- [Page excerpt]
▼
3. Google Inc formerly and currently bypasses the 47 USC §231 filtration described above after advised vociferously of this wrong. Google Inc does this to continue the display of images otherwise shown only to identity providing viewers for profit. <Google.com> searches for “curtis neeley” limited to <deviantart.com> revealed naked art and still reveal artwork declared “not safe for work” (NSFW) after Google Inc was advised of this wrong repeatedly.

4. The undesired return of artwork, declared by the Plaintiff to be indecent, to anonymous persons was documented repeatedly and can be seen now despite indecent naked images being removed entirely from <deviantart.com> and <redbubble.com> and years of vociferous advisement to Google Inc and hundreds of Federal Court filings. This violated the Plaintiff's common law copy right and common law privacy as well as 47 USC §605.
▲
- [Required task 1] Reproduce the Google Inc filing excerpt verbatim from "3. Google Inc" up to and including "47 USC §605.".
- [Required task 2] According to the Google Inc filing excerpt, which two websites were the indecent naked images removed from entirely?
- [Required task 3] Extend the Google Inc filing excerpt by writing what comes after its final sentence.
The records have no connection to the Google Inc filing excerpt.

- [Records shown]
▼
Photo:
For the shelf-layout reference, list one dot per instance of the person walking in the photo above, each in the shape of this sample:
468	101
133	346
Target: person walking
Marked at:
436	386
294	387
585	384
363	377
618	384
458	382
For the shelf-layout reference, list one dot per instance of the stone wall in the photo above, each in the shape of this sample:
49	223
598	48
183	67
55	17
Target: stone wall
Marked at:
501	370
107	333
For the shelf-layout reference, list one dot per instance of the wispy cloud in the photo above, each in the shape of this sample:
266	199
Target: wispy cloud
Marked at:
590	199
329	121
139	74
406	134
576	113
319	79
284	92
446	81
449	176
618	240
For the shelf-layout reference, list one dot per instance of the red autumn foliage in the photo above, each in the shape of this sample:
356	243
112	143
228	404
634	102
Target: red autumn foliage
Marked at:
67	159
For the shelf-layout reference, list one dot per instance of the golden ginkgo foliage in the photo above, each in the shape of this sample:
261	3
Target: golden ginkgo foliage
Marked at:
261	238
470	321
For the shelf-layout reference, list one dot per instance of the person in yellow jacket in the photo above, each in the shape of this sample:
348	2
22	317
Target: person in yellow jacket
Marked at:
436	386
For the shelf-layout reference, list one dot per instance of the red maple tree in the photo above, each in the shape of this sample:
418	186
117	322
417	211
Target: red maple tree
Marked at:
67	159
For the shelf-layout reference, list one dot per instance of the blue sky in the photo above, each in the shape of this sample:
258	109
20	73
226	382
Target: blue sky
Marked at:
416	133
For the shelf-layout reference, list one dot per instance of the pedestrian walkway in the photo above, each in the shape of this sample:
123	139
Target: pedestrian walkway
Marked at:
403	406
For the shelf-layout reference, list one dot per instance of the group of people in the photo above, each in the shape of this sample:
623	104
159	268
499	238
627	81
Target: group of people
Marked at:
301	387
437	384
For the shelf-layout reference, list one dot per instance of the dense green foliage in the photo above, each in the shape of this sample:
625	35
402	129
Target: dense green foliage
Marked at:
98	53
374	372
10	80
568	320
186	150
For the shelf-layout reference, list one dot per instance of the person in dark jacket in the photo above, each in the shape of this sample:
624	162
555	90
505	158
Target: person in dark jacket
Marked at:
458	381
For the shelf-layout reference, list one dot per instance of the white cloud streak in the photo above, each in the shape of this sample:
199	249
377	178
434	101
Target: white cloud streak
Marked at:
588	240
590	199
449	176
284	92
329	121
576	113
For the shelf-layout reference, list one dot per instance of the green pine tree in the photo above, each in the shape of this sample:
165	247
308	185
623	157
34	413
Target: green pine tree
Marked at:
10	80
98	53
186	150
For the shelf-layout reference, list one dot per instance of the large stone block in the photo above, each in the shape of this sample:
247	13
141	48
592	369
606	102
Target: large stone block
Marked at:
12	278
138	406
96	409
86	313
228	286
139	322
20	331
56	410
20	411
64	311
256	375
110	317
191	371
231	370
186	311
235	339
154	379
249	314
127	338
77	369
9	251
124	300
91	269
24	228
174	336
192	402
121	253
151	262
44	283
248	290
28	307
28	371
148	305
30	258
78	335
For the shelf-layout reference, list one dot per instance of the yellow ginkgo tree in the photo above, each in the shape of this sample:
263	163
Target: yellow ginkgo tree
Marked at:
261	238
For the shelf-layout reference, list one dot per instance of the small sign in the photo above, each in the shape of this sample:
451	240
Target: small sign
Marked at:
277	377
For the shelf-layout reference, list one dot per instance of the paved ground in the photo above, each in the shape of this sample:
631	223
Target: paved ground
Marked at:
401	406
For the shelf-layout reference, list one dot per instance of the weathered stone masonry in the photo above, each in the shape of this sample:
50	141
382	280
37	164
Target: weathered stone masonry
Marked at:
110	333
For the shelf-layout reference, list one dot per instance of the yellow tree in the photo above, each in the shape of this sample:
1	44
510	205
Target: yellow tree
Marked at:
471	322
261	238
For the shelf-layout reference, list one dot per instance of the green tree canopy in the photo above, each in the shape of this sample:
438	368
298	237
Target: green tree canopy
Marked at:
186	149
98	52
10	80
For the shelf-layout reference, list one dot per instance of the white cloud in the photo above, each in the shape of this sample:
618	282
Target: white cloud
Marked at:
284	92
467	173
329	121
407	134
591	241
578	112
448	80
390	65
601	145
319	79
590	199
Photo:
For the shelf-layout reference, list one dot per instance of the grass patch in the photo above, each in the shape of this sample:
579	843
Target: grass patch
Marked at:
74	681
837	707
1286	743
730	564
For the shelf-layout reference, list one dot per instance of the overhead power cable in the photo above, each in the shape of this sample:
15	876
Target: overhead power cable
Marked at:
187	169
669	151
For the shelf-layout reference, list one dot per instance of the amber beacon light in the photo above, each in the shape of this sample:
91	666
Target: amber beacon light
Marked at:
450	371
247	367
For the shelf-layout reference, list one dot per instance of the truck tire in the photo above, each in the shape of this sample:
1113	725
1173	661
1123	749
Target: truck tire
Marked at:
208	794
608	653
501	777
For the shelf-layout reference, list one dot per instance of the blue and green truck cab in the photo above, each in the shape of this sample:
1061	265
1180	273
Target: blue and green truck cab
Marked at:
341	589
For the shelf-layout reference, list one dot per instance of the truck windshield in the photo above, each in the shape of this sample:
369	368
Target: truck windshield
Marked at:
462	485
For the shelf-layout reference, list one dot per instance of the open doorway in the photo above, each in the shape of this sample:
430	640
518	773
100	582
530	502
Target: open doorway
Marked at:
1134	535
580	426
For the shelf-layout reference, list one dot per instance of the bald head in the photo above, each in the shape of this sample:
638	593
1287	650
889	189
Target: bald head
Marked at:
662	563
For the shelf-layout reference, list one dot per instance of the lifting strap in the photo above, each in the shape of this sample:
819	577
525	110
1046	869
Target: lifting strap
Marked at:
▲
- [Expected output 1]
3. Google Inc formerly and currently bypasses the 47 USC §231 filtration described above after advised vociferously of this wrong. Google Inc does this to continue the display of images otherwise shown only to identity providing viewers for profit. <Google.com> searches for “curtis neeley” limited to <deviantart.com> revealed naked art and still reveal artwork declared “not safe for work” (NSFW) after Google Inc was advised of this wrong repeatedly.

4. The undesired return of artwork, declared by the Plaintiff to be indecent, to anonymous persons was documented repeatedly and can be seen now despite indecent naked images being removed entirely from <deviantart.com> and <redbubble.com> and years of vociferous advisement to Google Inc and hundreds of Federal Court filings. This violated the Plaintiff's common law copy right and common law privacy as well as 47 USC §605.

- [Expected output 2] deviantart.com and redbubble.com

- [Expected output 3]
5. The bypassing of 47 USC §231 filtration by Google Inc continues for this Plaintiff and all users of <deviantart.com> seeking the 47 USC §231 identity requirement for viewership of art marked indecent or “not safe for work” (NSFW).

6. The undesired republication of indecent images from two websites presented material publicly to ANYONE that was clearly not intended for presentation to minors invalidating all 17 USC §107 claims. Google Inc continues now violating common law and constitutionally protected personal privacy and copy right and harasses the Plaintiff with fraudulent use of computers bypassing identity filtration and continues returning art labeled indecent in searches for “curtis neeley” to minors in the wire and radio mediums as are allowed by the FCC though rendering wire and radio communications unsafe due FCC malfeasance.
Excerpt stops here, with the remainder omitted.